─── TEXTAUSZUG
Erst einmal herzlichen Glückwunsch, dass Ihr Beitrag für den Kongress angenommen wurde. Wie waren die Resonanzen?

Prof. Dr. Matusiewicz: Unser Beitrag hat definitiv einen Nerv getroffen. Wir haben sehr viel Zuspruch erhalten. Zudem passte das Thema perfekt zur Opening Session der Konferenz. Dort ging es um die Digitalisierung des Gesundheitswesens sowie die Auswirkungen dieses Prozesses auf Gesundheitssysteme und Versorgung.

Wie lauten die wichtigsten Erkenntnisse Ihrer Analyse?

Prof. Dr. Matusiewicz: Dass digitales betriebliches Gesundheitsmanagement aktuell keine große Rolle spielt, sich das in den kommenden Jahren aber definitiv ändern wird. Vor allem aufgrund des demografischen Wandels. Bei einer immer älter werdenden Mitarbeiterschaft haben die Unternehmen Schwierigkeiten, neues Personal zu bekommen, und nutzen zunehmend mehr Ressourcen, um ihre aktuelle Belegschaft gesund zu halten. Dabei werden sie verstärkt auf betriebliches Gesundheitsmanagement und die dazugehörigen digitalen Instrumente setzen.

Welchen Mehrwert hat es gebracht, diese Ergebnisse auf einer wissenschaftlichen Konferenz zu präsentieren, die ein sehr breites Themenfeld abdeckt?
──────
AUFGABE |
Gib den Interviewauszug zwischen „Wie lauten die“ und „breites Themenfeld abdeckt?“ einschließlich wieder und setze dabei „Betriebe“ an die Stelle von „Unternehmen“.
─── VORLIEGENDES MATERIAL
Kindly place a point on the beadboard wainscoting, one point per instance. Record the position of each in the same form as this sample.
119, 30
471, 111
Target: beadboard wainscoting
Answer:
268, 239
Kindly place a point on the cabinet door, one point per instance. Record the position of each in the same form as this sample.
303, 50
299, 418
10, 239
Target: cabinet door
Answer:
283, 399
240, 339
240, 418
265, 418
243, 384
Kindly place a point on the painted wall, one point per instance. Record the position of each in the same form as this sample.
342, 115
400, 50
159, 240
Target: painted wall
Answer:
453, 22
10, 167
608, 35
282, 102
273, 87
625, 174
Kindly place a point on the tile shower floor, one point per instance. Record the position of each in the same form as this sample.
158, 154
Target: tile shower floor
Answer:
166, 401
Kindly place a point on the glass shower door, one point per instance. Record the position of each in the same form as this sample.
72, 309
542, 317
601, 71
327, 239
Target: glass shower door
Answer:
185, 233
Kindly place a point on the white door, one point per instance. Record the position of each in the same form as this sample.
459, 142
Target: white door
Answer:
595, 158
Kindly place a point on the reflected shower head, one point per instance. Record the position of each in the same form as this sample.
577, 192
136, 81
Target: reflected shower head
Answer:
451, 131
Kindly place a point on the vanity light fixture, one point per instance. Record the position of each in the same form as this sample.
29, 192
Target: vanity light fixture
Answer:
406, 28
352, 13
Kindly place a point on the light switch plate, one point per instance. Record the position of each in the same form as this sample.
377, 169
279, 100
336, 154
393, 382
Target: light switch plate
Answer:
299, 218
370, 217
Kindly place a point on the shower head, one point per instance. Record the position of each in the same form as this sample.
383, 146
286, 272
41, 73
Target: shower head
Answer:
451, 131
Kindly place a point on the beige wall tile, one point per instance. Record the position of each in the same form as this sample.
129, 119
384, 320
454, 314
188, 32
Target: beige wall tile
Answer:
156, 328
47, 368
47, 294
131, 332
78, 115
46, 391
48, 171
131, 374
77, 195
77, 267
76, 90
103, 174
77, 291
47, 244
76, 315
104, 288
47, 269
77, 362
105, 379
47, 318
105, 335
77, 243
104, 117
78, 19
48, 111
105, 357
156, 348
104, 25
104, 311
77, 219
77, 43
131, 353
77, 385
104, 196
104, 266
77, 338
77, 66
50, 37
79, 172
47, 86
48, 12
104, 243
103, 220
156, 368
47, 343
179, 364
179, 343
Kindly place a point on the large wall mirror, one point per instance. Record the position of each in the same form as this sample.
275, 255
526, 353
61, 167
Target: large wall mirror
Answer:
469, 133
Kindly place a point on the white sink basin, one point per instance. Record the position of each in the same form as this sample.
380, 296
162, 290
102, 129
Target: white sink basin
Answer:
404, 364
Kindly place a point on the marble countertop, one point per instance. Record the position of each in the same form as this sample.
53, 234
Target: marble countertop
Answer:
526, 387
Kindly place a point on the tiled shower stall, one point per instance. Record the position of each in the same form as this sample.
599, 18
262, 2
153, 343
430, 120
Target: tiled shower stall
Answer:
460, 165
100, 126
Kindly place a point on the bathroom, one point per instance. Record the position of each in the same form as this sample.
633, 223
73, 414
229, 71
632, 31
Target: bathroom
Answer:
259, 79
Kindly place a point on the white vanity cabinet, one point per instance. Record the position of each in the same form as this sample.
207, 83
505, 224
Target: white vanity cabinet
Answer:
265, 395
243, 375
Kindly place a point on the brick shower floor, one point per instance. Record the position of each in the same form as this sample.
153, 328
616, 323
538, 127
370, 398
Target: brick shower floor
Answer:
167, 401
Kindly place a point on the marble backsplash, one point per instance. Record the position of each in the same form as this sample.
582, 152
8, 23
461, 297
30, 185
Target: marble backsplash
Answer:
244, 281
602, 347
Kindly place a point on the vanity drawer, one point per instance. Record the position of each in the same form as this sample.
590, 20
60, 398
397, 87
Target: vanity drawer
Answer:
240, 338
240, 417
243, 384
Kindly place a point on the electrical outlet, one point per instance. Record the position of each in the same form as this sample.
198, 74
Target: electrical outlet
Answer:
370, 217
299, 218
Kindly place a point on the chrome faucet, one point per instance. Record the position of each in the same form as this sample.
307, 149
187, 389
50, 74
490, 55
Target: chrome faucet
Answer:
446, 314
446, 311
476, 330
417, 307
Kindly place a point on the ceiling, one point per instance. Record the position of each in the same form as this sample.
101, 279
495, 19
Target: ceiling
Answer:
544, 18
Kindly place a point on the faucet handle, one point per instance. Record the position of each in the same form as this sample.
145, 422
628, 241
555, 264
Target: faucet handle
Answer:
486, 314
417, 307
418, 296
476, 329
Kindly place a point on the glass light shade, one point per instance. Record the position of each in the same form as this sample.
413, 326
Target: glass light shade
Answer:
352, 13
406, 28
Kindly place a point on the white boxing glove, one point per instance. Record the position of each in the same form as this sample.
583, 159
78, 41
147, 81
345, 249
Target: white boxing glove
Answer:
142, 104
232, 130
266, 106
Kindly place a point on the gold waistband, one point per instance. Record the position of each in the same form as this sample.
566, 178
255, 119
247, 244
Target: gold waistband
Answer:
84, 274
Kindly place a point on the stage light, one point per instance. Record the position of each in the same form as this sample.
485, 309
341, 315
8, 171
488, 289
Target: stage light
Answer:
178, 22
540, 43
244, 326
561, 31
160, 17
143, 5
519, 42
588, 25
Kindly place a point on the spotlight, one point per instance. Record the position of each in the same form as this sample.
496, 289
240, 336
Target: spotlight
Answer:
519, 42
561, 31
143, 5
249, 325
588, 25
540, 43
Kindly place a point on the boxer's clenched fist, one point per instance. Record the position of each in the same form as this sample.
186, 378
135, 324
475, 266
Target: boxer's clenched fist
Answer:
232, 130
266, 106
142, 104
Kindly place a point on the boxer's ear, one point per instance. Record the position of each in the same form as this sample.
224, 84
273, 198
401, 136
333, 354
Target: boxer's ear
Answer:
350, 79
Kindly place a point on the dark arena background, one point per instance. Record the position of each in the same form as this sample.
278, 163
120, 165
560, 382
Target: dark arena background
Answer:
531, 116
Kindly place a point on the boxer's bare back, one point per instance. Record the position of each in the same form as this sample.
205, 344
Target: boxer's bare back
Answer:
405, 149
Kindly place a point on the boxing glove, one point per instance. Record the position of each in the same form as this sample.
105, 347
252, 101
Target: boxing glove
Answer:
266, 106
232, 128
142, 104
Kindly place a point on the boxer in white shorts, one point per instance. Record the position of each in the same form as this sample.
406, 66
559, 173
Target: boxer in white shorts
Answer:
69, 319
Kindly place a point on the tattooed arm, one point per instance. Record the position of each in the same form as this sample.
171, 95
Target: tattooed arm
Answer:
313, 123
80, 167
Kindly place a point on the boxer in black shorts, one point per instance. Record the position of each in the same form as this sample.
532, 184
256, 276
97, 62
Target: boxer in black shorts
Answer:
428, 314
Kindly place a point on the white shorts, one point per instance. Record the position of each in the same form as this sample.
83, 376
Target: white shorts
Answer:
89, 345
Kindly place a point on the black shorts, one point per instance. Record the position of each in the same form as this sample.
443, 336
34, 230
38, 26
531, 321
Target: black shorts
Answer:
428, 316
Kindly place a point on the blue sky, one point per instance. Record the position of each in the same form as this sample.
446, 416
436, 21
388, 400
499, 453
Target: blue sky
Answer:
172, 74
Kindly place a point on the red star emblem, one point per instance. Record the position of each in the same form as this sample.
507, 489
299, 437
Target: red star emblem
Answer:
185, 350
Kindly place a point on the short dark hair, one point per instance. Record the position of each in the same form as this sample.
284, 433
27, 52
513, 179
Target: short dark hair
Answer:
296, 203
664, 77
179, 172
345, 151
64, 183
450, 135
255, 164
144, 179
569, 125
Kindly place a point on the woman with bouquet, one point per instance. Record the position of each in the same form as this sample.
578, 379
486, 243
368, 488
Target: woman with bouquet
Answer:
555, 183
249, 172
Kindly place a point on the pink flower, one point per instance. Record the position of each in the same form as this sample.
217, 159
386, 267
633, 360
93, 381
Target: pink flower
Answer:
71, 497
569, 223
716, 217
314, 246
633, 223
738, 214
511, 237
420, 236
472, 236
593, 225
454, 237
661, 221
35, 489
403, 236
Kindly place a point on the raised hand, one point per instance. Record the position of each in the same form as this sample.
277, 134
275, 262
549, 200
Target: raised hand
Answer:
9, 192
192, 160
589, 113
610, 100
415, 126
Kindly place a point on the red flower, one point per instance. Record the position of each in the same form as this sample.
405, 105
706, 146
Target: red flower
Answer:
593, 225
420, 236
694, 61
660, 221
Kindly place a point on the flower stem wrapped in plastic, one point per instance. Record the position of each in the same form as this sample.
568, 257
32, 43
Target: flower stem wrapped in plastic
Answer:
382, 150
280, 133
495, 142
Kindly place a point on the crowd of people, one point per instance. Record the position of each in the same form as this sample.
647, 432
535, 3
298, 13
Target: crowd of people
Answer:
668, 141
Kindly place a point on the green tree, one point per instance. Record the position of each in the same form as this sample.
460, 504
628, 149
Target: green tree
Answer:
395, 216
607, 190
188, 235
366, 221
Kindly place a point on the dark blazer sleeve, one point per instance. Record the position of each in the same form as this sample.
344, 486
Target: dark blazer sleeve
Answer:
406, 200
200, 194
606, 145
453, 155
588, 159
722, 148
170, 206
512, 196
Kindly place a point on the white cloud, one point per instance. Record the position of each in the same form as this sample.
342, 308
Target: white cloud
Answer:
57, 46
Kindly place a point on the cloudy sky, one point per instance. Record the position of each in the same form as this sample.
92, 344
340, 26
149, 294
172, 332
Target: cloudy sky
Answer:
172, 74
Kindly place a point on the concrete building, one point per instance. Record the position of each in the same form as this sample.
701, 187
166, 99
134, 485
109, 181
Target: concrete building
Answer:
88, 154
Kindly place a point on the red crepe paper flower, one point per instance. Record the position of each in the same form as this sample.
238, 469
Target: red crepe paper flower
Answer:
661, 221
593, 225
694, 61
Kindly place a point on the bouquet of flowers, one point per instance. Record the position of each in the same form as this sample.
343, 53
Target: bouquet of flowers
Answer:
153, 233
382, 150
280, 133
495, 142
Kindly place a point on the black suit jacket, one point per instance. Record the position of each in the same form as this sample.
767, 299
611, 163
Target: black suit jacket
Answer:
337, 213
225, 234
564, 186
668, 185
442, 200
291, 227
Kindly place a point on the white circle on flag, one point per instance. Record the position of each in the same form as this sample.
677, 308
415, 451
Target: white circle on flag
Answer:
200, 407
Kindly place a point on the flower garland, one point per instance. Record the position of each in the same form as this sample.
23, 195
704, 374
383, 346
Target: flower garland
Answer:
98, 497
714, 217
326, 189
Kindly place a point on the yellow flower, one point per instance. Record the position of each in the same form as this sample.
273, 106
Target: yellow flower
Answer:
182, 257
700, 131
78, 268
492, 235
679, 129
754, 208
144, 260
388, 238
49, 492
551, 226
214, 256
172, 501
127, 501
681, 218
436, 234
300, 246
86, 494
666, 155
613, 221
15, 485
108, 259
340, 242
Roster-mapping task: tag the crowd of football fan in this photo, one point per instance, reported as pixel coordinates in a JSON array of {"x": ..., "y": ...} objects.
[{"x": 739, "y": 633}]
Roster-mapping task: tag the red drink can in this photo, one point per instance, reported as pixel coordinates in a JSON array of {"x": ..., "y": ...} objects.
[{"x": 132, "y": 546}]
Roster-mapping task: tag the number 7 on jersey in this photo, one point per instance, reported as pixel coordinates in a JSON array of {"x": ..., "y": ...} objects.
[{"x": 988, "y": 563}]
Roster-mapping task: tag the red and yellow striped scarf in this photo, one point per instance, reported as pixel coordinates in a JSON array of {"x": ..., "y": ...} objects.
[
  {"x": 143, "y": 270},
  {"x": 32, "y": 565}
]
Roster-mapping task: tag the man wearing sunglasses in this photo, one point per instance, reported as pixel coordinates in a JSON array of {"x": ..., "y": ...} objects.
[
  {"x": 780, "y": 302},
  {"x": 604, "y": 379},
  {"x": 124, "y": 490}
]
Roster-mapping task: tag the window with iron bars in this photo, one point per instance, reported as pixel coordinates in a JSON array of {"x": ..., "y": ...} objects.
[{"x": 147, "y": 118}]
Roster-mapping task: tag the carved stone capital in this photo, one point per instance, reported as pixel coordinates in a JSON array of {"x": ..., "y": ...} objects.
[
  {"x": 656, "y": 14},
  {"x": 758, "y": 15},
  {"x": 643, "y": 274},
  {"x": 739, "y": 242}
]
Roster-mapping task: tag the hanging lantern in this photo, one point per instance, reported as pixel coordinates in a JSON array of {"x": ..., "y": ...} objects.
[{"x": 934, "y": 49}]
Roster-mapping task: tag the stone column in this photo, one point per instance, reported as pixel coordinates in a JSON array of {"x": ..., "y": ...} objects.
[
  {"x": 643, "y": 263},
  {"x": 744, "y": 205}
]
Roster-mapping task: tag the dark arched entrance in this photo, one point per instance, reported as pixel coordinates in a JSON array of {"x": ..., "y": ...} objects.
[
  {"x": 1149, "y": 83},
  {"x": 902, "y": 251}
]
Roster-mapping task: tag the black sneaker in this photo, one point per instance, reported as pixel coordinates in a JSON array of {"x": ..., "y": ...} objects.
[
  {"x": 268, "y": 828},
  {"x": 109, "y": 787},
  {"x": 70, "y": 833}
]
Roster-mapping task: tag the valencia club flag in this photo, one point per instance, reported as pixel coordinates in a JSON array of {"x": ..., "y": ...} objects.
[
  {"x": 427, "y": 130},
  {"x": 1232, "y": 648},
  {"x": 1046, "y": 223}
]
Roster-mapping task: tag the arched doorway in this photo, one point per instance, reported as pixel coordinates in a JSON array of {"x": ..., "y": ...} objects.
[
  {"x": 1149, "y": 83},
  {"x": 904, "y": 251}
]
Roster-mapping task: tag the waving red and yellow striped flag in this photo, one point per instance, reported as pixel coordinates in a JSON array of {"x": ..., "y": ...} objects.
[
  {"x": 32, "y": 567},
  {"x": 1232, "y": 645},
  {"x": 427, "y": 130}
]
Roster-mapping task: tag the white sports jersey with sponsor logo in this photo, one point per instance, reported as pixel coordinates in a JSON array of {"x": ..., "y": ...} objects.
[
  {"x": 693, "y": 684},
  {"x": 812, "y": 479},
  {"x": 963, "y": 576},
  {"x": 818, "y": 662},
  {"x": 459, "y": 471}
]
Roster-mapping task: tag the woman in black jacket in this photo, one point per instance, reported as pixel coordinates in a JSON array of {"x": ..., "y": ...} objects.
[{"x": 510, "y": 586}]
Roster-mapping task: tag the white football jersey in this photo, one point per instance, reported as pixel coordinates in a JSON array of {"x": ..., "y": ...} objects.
──────
ANTWORT |
Wie lauten die wichtigsten Erkenntnisse Ihrer Analyse?

Prof. Dr. Matusiewicz: Dass digitales betriebliches Gesundheitsmanagement aktuell keine große Rolle spielt, sich das in den kommenden Jahren aber definitiv ändern wird. Vor allem aufgrund des demografischen Wandels. Bei einer immer älter werdenden Mitarbeiterschaft haben die Betriebe Schwierigkeiten, neues Personal zu bekommen, und nutzen zunehmend mehr Ressourcen, um ihre aktuelle Belegschaft gesund zu halten. Dabei werden sie verstärkt auf betriebliches Gesundheitsmanagement und die dazugehörigen digitalen Instrumente setzen.

Welchen Mehrwert hat es gebracht, diese Ergebnisse auf einer wissenschaftlichen Konferenz zu präsentieren, die ein sehr breites Themenfeld abdeckt?